§ Task brief:
Every line from the one with "Target: knit throw blanket on bed" through the end of the records below should be restated word for word, and nothing outside that span.

§ Source material:

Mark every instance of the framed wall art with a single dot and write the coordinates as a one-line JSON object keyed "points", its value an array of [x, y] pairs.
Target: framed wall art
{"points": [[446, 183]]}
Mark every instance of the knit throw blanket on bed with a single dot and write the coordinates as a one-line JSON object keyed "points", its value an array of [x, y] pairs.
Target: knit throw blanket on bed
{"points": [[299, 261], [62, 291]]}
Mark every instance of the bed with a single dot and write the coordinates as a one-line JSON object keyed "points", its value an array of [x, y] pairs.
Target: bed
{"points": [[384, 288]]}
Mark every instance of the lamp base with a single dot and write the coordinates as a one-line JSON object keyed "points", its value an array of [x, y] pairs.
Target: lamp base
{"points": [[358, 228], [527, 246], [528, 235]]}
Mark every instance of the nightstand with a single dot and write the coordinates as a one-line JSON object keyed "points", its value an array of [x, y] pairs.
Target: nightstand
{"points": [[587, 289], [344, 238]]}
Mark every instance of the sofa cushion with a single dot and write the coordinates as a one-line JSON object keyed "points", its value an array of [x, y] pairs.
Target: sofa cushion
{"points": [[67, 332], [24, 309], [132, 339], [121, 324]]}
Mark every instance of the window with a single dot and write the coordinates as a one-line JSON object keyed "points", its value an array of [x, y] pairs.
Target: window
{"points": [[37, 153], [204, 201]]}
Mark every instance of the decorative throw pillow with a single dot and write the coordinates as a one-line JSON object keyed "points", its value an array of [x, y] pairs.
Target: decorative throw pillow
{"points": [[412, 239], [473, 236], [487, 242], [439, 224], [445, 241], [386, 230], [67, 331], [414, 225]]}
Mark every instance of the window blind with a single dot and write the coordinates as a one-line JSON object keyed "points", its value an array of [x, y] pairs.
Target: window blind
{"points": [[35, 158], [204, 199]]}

§ Completed exercise:
Target: knit throw blanket on bed
{"points": [[299, 261], [62, 291]]}
Mark every instance of the bed with a single dot and write the coordinates as a one-line JSON object keyed "points", its value an array of [x, y] pairs.
Target: bed
{"points": [[384, 288]]}
Mark every instance of the lamp base with a single dot and write the coordinates as a one-line JSON object keyed "points", its value an array of [x, y] pairs.
Target: lamp base
{"points": [[358, 228], [527, 246], [528, 235]]}
Mark every instance of the nightstand with a single dot and write the coordinates as a one-line JSON object keyed "points", its value an array of [x, y] pairs.
Target: nightstand
{"points": [[587, 289], [344, 238]]}
Mark every instance of the sofa cushion with a single dot and write the coordinates as a one-line JSON object keyed "points", its value an array of [x, y] pairs.
Target: sofa cushion
{"points": [[67, 332], [24, 309], [132, 339], [121, 324]]}
Mark every instance of the window with a single dot and write the coordinates as a one-line JSON object keyed "points", its value an array of [x, y] pairs.
Target: window
{"points": [[37, 153], [204, 201]]}
Mark every instance of the decorative throw pillow with a single dot and write the coordinates as a one-line JSON object keyed "points", its value an array of [x, y] pairs.
Target: decorative throw pillow
{"points": [[412, 239], [473, 236], [487, 242], [439, 224], [445, 241], [386, 230], [67, 331], [414, 225]]}
Mark every instance of the window blind with a single dot and write the coordinates as a one-line JSON object keyed "points", its value an array of [x, y] pairs.
Target: window blind
{"points": [[35, 158], [204, 199]]}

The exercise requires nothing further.